> _WHAT THE EXERCISE ASKS_
Transcribe all of the records, leaving out any pictures.

(Image point grounding data)
────────────────

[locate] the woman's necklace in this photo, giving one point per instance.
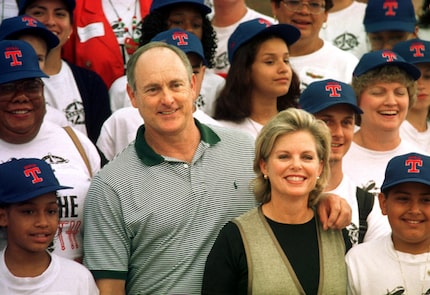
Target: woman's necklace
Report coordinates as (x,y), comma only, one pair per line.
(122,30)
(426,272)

────────────────

> _RESPONSE TO THE EXERCISE_
[locate] the woman's necklace in this photo, giving one point per instance.
Target: woman's necklace
Report coordinates as (x,y), comma only, one pair per line.
(122,30)
(426,272)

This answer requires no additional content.